[begin DATA LISTING]
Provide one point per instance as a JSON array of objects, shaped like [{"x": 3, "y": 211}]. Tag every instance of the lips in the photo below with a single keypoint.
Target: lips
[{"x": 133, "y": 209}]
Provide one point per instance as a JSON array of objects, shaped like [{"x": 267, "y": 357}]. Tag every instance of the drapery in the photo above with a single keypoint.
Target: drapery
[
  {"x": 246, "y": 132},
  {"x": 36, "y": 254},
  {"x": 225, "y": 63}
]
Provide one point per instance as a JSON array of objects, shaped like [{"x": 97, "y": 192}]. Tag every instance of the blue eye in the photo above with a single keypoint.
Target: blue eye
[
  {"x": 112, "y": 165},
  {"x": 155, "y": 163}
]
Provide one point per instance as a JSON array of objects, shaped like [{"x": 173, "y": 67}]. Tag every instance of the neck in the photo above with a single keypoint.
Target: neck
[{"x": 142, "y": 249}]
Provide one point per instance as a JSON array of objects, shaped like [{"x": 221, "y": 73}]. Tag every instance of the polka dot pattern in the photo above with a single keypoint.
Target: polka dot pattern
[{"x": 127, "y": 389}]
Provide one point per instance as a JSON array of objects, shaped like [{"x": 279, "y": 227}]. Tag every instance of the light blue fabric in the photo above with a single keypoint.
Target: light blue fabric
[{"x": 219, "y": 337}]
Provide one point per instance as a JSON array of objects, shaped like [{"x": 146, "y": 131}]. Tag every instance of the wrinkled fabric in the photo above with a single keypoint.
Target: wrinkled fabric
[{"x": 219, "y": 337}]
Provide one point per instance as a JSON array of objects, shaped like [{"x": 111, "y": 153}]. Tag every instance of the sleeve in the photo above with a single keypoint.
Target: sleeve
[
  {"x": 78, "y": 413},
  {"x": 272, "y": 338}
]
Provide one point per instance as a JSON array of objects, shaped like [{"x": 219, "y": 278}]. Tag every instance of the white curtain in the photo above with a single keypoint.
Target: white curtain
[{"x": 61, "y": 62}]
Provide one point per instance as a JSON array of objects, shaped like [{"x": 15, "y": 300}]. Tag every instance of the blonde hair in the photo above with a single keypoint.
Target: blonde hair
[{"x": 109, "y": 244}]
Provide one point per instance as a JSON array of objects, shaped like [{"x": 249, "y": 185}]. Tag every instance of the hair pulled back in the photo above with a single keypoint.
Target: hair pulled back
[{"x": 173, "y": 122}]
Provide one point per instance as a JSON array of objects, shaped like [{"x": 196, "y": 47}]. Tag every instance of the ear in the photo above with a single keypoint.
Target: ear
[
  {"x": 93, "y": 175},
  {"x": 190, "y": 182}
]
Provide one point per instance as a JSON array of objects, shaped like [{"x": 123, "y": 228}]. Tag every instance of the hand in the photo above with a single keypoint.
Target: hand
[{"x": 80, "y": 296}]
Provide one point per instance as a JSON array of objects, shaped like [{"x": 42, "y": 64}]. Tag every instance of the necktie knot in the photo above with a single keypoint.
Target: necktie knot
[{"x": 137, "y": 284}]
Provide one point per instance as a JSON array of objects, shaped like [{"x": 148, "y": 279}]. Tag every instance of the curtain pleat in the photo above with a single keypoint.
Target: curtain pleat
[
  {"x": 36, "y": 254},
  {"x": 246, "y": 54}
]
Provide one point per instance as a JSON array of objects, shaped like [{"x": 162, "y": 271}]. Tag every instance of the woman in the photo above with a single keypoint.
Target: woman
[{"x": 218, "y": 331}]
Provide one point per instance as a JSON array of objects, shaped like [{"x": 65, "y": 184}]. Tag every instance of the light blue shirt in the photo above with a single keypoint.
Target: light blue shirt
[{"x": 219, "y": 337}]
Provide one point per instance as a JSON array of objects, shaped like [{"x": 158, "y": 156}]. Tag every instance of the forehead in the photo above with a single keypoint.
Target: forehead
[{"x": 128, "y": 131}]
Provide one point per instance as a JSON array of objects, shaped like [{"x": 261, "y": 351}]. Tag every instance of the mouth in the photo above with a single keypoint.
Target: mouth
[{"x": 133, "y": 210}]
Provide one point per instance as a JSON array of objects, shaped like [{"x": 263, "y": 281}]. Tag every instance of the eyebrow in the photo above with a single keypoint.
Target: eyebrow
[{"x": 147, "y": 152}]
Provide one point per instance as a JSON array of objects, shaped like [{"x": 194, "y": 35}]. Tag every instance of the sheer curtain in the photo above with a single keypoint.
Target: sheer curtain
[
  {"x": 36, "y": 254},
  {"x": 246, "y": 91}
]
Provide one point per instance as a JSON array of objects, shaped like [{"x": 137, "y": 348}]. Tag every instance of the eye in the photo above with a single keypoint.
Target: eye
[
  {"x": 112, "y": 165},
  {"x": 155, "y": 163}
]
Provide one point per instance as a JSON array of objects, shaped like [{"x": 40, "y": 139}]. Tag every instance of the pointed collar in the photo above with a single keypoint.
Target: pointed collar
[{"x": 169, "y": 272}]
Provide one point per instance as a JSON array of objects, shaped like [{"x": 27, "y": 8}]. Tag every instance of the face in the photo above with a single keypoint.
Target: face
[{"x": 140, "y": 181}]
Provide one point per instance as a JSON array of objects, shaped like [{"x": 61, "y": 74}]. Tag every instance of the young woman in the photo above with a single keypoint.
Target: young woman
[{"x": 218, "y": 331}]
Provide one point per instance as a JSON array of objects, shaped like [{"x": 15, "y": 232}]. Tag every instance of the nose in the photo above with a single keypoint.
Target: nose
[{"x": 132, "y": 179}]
[end DATA LISTING]
◆ TASK BRIEF ◆
Can you copy out the whole listing above line for line, without changing a single character?

◆ SOLVED EXERCISE ◆
Provide one point per instance as a JSON array of objects, shaped like [{"x": 3, "y": 211}]. Tag every instance of the lips in the photo below with a single keypoint.
Target: lips
[{"x": 133, "y": 209}]
Provide one point per instance as a JSON array of objects, shaped like [{"x": 267, "y": 357}]. Tag every instance of the drapery in the photo above with a single keypoint.
Target: drapery
[
  {"x": 246, "y": 132},
  {"x": 36, "y": 254},
  {"x": 225, "y": 63}
]
Provide one point per instance as a JSON array of objects, shaped like [{"x": 97, "y": 192}]. Tag every instance of the blue eye in the photo above with a single keypoint.
Target: blue eye
[
  {"x": 112, "y": 165},
  {"x": 155, "y": 163}
]
Provide one point per instance as a JSON array of objects, shaped like [{"x": 173, "y": 67}]. Tag every instance of the neck in the photo above with a single keypoint.
Target: neck
[{"x": 142, "y": 249}]
Provide one point per instance as a JSON array of objects, shaped like [{"x": 221, "y": 73}]. Tag every instance of the polka dot pattern in the photo above with a single keypoint.
Target: polka dot pattern
[{"x": 127, "y": 389}]
Provide one point per instance as a JSON array of objects, shaped like [{"x": 279, "y": 227}]. Tag every instance of the light blue fabric in the photo above with a single keypoint.
Target: light blue fabric
[{"x": 219, "y": 337}]
Provide one point per instance as a JSON array of objects, shaped like [{"x": 146, "y": 131}]. Tag every instance of the wrinkled fabric in the photo above with a single keypoint.
Target: wrinkled fabric
[{"x": 219, "y": 337}]
Provide one point per instance as a JSON array of objects, shaped like [{"x": 111, "y": 153}]. Tag every instance of the sleeve in the photo above with a single keypoint.
Target: sleeve
[
  {"x": 78, "y": 413},
  {"x": 272, "y": 338}
]
Provide one point per instance as a JSON array of objects, shaped like [{"x": 219, "y": 278}]. Tag every instance of the white curtain in the photo above with a single keypoint.
Target: white curtain
[{"x": 61, "y": 62}]
Provide one point per instance as a JSON array of objects, shaped like [{"x": 15, "y": 300}]. Tag every instance of the blonde hair in the photo above with a single keypoint.
Target: blonde hair
[{"x": 109, "y": 244}]
Provide one point per instance as a JSON array of objects, shaped like [{"x": 249, "y": 185}]. Tag every instance of the hair pulled back in the photo above with a single keypoint.
Target: hair pulled back
[{"x": 173, "y": 122}]
Provide one point per instance as a JSON array of objects, shaped like [{"x": 196, "y": 47}]. Tag every instance of the ear in the photo above with a single keypoint.
Target: ear
[
  {"x": 93, "y": 175},
  {"x": 190, "y": 182}
]
Provide one point per instance as a JSON array of objects, shaped like [{"x": 123, "y": 228}]. Tag every instance of the hand in the photo above with a single keypoint.
Target: hand
[{"x": 80, "y": 296}]
Provide one point per instance as a JSON array of objects, shaped like [{"x": 42, "y": 64}]. Tag every instance of the necktie knot in the photo above with a single keypoint.
Target: necktie knot
[{"x": 137, "y": 284}]
Provide one point per instance as a JSON array of objects, shaped like [{"x": 148, "y": 279}]. Tag every instance of the curtain pleat in the photo above with a single keypoint.
Target: curtain pleat
[
  {"x": 36, "y": 254},
  {"x": 246, "y": 54}
]
Provide one point per instance as a JSON array of objects, shaped like [{"x": 162, "y": 271}]. Tag every instance of the woman in the photo above with a single keypoint.
Target: woman
[{"x": 218, "y": 331}]
Provide one point per instance as a JSON array of objects, shaped like [{"x": 65, "y": 184}]. Tag every instance of the light blue shirt in the photo above with a single keypoint.
Target: light blue shirt
[{"x": 219, "y": 337}]
Provide one point per instance as a JSON array of objects, shaped like [{"x": 158, "y": 156}]. Tag every instance of the forehead in the photo above with a single keypoint.
Target: forehead
[{"x": 128, "y": 131}]
Provide one point per instance as a JSON array of objects, shaped like [{"x": 261, "y": 351}]. Tag every instance of the mouth in the photo above with a single keypoint.
Target: mouth
[{"x": 133, "y": 210}]
Provide one point per instance as a JSON array of objects, shaped like [{"x": 263, "y": 281}]. Tag every instance of the eyebrow in the photo above with a single keypoint.
Target: eyebrow
[{"x": 147, "y": 152}]
Provide one point per instance as a JSON array of objects, shaped like [{"x": 194, "y": 35}]. Tag every instance of the sheer curtain in the photo above with a single keypoint.
Target: sheer curtain
[
  {"x": 36, "y": 254},
  {"x": 246, "y": 91}
]
Provide one point per instance as a JSON array of objects, shaped like [{"x": 137, "y": 348}]. Tag every instance of the eye in the photo above with a single keypoint.
Target: eye
[
  {"x": 112, "y": 165},
  {"x": 155, "y": 163}
]
Provide one point per instance as a JSON array of objects, shaped like [{"x": 40, "y": 139}]. Tag every instance of the pointed collar in the photo above with a single keypoint.
Target: pointed collar
[{"x": 169, "y": 272}]
Provide one point per instance as a JSON array of objects, shaped like [{"x": 27, "y": 8}]. Tag every instance of the face in the photo above with a single keypoint.
Target: face
[{"x": 140, "y": 181}]
Provide one point per instance as a JSON array of objects, shaped like [{"x": 61, "y": 74}]. Tag every instance of the young woman in the photo above with a single keypoint.
Target: young woman
[{"x": 218, "y": 331}]
Provide one point per instance as a JSON array of objects, shaped like [{"x": 15, "y": 232}]. Tag every instance of the nose in the photo above with a single keypoint.
Target: nose
[{"x": 132, "y": 179}]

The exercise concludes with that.